Write out the data exactly from its first line onward, ending with the line in which "indicate the marble newel" appears.

====== RECORDS TO PROCESS

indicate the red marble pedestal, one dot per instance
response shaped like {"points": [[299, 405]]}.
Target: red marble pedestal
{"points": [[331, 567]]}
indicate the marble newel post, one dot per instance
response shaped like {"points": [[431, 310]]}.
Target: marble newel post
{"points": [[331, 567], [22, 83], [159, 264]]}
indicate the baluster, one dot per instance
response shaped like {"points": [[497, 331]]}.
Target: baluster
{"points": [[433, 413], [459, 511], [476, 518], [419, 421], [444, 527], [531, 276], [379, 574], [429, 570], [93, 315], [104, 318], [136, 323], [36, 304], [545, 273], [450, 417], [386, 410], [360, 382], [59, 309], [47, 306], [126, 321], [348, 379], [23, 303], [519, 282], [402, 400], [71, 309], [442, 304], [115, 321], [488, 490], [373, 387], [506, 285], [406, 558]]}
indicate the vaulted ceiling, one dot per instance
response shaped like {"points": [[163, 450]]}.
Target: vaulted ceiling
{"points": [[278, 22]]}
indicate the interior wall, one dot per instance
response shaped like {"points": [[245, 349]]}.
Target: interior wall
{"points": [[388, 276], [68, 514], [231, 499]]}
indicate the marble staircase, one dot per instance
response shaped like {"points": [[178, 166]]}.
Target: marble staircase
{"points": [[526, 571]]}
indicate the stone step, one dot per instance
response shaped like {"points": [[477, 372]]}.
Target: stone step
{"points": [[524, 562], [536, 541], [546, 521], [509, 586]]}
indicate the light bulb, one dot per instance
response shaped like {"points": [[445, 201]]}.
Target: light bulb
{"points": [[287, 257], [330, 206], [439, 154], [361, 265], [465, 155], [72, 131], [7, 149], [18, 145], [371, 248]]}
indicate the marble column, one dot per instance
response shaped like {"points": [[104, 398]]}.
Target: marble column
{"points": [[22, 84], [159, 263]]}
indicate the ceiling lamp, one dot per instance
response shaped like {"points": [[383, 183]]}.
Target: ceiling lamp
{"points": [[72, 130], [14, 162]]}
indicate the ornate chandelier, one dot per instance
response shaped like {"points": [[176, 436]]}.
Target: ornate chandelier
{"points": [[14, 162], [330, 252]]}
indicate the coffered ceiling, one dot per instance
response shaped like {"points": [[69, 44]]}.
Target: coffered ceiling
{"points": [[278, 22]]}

============

> **REPLY TO THE EXERCISE**:
indicate the red marble pedestal, one dot per instance
response shaped like {"points": [[299, 405]]}.
Target: red marble pedestal
{"points": [[331, 567]]}
indicate the marble newel post, one dot per instance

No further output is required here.